>> BEGIN THE INPUT

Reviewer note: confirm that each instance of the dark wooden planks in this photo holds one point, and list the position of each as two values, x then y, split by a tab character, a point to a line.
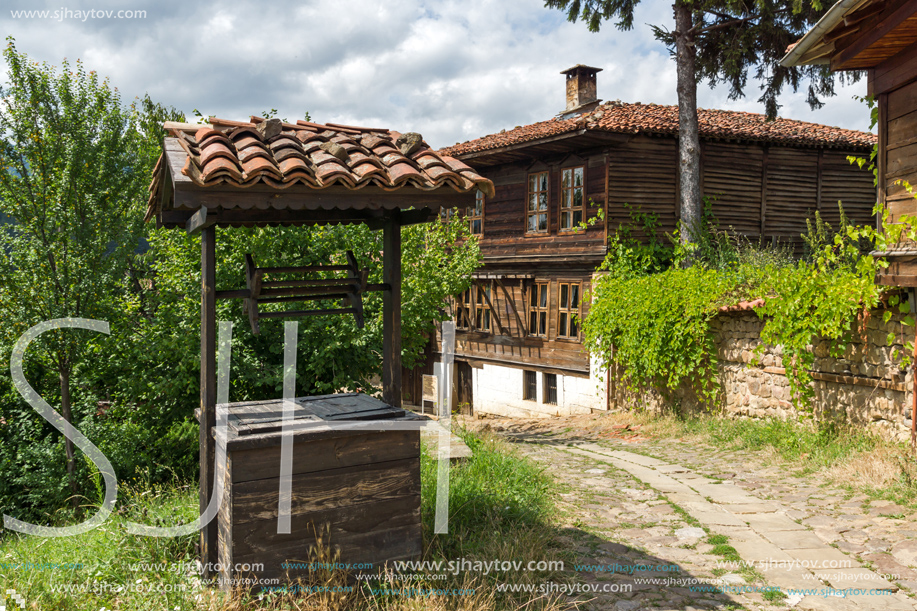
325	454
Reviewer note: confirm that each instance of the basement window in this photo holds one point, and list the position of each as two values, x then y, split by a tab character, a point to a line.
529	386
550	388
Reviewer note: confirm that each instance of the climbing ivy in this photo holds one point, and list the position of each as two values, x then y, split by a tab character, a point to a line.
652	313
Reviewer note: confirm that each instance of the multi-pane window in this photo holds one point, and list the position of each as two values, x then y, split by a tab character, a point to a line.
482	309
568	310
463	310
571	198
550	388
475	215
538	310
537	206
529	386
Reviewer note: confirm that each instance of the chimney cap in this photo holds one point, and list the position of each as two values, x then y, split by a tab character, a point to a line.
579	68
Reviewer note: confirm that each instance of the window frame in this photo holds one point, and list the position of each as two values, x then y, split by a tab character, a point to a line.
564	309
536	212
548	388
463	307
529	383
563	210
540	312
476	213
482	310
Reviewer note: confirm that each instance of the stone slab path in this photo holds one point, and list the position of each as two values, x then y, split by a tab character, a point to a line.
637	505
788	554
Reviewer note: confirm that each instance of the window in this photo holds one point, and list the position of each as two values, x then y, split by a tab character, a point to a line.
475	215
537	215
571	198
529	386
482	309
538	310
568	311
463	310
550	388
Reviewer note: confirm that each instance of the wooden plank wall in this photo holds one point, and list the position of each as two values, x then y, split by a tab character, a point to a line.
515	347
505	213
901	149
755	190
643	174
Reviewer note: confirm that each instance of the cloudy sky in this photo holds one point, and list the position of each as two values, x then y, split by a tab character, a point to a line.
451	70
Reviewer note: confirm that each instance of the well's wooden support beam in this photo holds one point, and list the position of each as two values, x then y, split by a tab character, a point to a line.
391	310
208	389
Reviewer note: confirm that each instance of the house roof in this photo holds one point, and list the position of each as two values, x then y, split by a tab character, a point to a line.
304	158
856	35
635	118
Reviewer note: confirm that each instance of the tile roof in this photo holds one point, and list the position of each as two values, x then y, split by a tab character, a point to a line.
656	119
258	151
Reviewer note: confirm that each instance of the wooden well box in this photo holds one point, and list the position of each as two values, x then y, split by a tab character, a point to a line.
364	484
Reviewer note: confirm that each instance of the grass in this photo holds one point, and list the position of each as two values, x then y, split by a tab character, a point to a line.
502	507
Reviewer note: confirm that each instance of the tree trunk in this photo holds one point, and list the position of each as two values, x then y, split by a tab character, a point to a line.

>> END THE INPUT

Give everything from the line containing "Reviewer note: confirm that each instance of the grass" down to the last line as a Markdown table with the columns Row and Line, numbering each line and leaving out blank lines.

| Row | Line |
|---|---|
| 1 | Reviewer note: confirm that each instance of the grass in this photo holds one point, and list the position of each as two values, x then y, split by a tab character, a point to a line. |
| 2 | 502	507 |
| 3 | Reviewer note: confirm that each instance of the tree trunk in this photo holds one point, and list the position of each as two values, x then y, split by a tab character, a point to a line. |